How to complete this task:
Continue the news report about the Delhi march for Gaucher disease awareness, starting right after its last sentence.

Page text:
========

New Delhi: A silent march was held in the national capital today to mark the Gaucher Disease Awareness month.
The walk was organised by Lysosomal Storage Disorder Support Society (LSDSS) with the aim to sensitise people and seek financial support from the government for the treatment of the rare, debilitating genetic disorder.
About 50 children, some even having difficulty to walk, and their parents holding placards and banners participated in the walk from Tolstoy Marg to Jantar Mantar.
They also submitted a letter of appeal addressed to the Prime Minister, Union Health minister and Delhi Chief Minister for creating a corpus fund and national health programme for the management of the rare genetic disorders having 500 identified, affected and registered children in India.
"Gaucher is a curable disease. The life saving enzyme treatment is available but Enzyme Replacement Therapy is too expensive and prohibitive, and is administered lifelong. Due to high treatment cost which ranges between Rs 40 lakh to Rs 1.50 crore per year per child," Manjit Singh, President and NCR coordinator, LSDSS said.
"World over state governments are providing the medicine free to their citizens at the state's expense. We too are looking up to the government for support in terms of arranging diagnostics facilities across India and treatment of this debilitating disease," he added.

========

Supplied information:
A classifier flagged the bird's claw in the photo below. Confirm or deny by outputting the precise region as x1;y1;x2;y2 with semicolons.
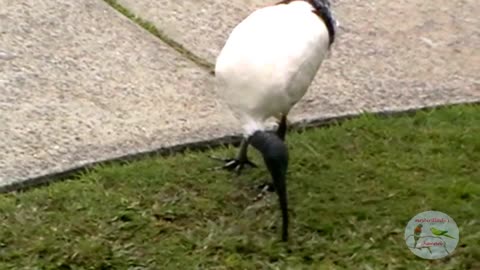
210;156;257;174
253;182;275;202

========

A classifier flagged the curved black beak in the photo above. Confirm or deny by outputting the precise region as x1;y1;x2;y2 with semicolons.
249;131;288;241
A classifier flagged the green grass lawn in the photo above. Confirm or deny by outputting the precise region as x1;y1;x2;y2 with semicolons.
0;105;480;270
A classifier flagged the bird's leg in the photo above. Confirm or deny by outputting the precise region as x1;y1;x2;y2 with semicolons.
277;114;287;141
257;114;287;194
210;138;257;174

========

Exercise result:
Neerja Gupta, Assistant Professor and Senior Research Officer from Genetics Unit, Dept of Pediatrics, AIIMS, said, "Gaucher disease is a rare condition passed down through families. It belongs to a category of 45 rare, genetic disorders known as Lysosomal Storage Disorders (LSD) and is the most common LSD. LSDs result from absence or malfunctioning of a specific enzyme in the human body."
17-year-old Sadaf Naaz from Jharkhand, who has been suffering from Gaucher disease since 2008, was one of the participants at the rally.
"I had to remove my spleen after it got enlarged. Now I cannot concentrate and my body pains most of the time with frequent vomiting. I am tired of my illness. God does not listen to us. We are hoping against hope. I appeal to the Government to arrange for my medicine and that of others," she said.